---------- Dataset entries

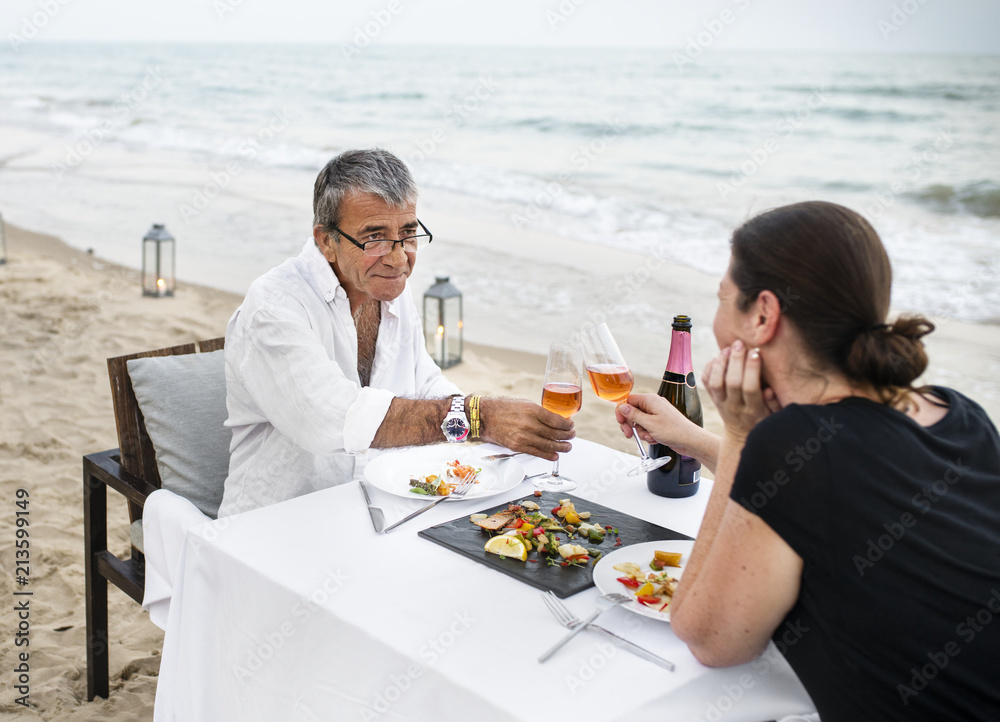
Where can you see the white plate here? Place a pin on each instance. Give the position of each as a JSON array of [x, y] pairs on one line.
[[391, 472], [606, 576]]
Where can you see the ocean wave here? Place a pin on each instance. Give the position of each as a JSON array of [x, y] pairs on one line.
[[548, 124], [929, 91], [867, 116], [981, 198]]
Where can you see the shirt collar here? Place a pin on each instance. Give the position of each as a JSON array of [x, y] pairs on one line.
[[320, 275]]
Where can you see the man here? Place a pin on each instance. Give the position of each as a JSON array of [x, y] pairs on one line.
[[325, 358]]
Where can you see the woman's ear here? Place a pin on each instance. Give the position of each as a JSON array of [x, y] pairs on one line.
[[764, 317]]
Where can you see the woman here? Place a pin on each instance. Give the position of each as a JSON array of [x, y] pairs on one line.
[[854, 518]]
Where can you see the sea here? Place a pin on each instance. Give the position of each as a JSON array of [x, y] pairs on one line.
[[661, 152]]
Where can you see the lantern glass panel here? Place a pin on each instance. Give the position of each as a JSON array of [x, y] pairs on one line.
[[443, 324], [158, 267]]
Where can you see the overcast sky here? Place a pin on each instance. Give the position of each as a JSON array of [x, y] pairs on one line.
[[853, 25]]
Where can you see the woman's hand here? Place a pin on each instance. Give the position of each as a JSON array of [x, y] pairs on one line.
[[732, 379], [656, 420]]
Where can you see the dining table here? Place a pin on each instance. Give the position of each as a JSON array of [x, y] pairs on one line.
[[301, 611]]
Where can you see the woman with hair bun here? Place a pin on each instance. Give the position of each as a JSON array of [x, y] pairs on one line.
[[854, 518]]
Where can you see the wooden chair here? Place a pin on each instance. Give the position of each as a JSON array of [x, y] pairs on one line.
[[131, 471]]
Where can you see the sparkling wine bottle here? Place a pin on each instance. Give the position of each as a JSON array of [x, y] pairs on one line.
[[680, 477]]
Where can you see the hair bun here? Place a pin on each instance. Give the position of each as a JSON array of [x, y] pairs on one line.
[[890, 355]]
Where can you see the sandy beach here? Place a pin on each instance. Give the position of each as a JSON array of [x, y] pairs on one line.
[[65, 311]]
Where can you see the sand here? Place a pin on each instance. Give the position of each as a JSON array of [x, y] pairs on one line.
[[64, 312]]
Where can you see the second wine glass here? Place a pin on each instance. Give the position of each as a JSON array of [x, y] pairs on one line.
[[562, 393], [612, 380]]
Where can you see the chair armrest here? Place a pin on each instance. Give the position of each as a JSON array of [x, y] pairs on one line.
[[104, 466]]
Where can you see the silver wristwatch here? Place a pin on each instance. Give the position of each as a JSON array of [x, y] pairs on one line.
[[456, 424]]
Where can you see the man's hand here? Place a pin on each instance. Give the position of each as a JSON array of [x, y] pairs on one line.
[[525, 426], [733, 381]]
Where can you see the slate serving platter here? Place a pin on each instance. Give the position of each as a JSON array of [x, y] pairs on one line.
[[467, 539]]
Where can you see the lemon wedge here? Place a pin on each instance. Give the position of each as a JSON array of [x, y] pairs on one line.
[[510, 547]]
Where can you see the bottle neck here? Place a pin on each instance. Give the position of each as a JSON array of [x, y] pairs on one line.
[[679, 360]]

--------------------

| Task statement |
Nothing from before the line containing "Where can you see the second" should appear; copy that line and each one after it through the last line of the entries, exactly.

| Solution to this problem |
Where can you see the second wine glass here? Place a pin on each instance. Give the position of each as a JSON array of [x, y] pairs on one line.
[[562, 393], [612, 380]]
Where can you see the chair armrest here? Place a pin on each instance. Give the position of each as a JSON array of [x, y] pairs on one line.
[[104, 466]]
Where can you see the silver wristwatch here? Place a pin on each instance. Give the position of each as a JSON array of [x, y] pairs on one line.
[[456, 424]]
Where can you see the man's hand here? Place a pin on each instance. Give the position of each as a JSON array of [x, y] pairs on one line.
[[525, 426], [733, 381]]
Where can you see the slate serving platter here? Place a pin on each instance. Give the position of each as a JSON array of [x, y] pairs on one line.
[[467, 539]]
Where can you see the lemon wedge here? Place a pin on each instance. Give the position of each as a JSON array of [x, y] pairs on one line.
[[510, 547]]
Where can you see the bottle neck here? Place a pin on each instance. Give the position of each as a JSON array of [x, y] pairs on one line.
[[679, 360]]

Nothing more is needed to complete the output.